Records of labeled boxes

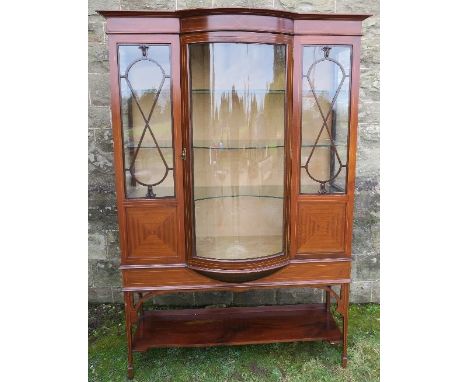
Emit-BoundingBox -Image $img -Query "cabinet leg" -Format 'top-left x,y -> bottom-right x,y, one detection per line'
325,290 -> 330,312
340,284 -> 349,368
124,292 -> 133,379
138,292 -> 144,316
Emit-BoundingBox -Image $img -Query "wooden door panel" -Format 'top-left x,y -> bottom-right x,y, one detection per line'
125,205 -> 180,264
297,201 -> 346,254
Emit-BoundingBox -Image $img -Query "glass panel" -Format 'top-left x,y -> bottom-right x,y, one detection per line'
301,45 -> 351,194
189,43 -> 286,260
119,45 -> 174,199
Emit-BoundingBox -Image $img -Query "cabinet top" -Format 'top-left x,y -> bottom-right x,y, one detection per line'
97,8 -> 372,21
98,8 -> 371,36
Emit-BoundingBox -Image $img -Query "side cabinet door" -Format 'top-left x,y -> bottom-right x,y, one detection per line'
291,36 -> 359,258
109,34 -> 185,265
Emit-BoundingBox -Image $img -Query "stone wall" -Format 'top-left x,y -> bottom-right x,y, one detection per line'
88,0 -> 380,305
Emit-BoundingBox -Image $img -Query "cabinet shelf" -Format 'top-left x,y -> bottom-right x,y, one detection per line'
133,304 -> 341,352
194,194 -> 284,202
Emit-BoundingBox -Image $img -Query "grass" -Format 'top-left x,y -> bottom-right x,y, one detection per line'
88,304 -> 380,382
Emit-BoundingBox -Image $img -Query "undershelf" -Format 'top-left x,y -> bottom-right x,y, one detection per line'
133,304 -> 341,351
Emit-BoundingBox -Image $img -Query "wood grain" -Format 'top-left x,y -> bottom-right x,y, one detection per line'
122,260 -> 351,292
297,201 -> 346,253
133,304 -> 341,351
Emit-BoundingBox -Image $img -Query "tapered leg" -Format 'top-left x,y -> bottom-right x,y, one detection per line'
138,292 -> 143,317
325,290 -> 330,312
340,284 -> 349,367
124,292 -> 133,379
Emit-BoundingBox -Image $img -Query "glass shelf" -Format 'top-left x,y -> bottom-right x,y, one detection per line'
191,89 -> 286,95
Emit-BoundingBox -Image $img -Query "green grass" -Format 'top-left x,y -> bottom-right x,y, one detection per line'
88,304 -> 380,382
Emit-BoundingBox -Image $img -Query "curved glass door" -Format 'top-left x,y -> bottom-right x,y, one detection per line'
189,43 -> 286,260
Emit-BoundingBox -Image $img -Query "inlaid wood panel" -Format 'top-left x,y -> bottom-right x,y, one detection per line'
126,205 -> 178,264
297,201 -> 346,254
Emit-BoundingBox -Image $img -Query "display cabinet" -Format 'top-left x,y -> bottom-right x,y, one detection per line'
100,8 -> 367,378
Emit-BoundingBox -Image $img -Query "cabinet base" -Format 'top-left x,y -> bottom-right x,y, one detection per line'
132,304 -> 342,351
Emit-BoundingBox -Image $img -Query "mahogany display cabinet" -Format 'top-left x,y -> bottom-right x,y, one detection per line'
100,8 -> 368,378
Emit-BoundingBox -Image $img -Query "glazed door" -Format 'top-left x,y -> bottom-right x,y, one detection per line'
109,35 -> 185,264
183,33 -> 289,267
292,36 -> 359,258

-- Your goal --
Can you rescale the part of the items that runs from their start through the line containing "194,194 -> 284,202", both ends included? Copy every line in that span, requests too, but multiply each box coordinate in the answers by 1.05 and round to whole numbers, halves up. Leave the pictures out.

-- Complete response --
Emit-BoundingBox -Image $img -Query "cabinet leg" -Format 'top-left x,y -> bottom-right x,y, one detection per line'
341,305 -> 347,328
357,298 -> 366,386
130,307 -> 140,398
145,307 -> 151,332
Emit-BoundingBox -Image $img -Query "wooden door panel" -Format 'top-left x,y -> bottom-right x,y, one detection per line'
131,215 -> 189,277
312,211 -> 363,267
Emit-BoundingBox -Image $img -Query "glass panel" -Format 'top-left x,y -> bottom-right x,y, one detection per line'
316,47 -> 369,204
198,45 -> 300,273
125,47 -> 183,209
Emit-BoundingBox -Image $img -Query "cabinet top" -Format 'top-left x,y -> bottom-right x,y, one detection per line'
102,8 -> 391,22
103,8 -> 390,38
Emit-BoundingBox -Image $img -Query "side cabinet door" -Format 'top-left x,y -> bottom-right x,y, one detection per line'
306,38 -> 377,271
114,36 -> 194,278
Emit-BoundingBox -Image $img -Query "stone wall" -Format 'top-left x,y -> bottom-right x,y, one detection per line'
92,0 -> 399,320
Emit-BoundingBox -Image $img -Query "cabinet shelf" -Format 'top-left x,y -> bottom-right x,y, one detection per line'
140,319 -> 358,370
204,204 -> 298,212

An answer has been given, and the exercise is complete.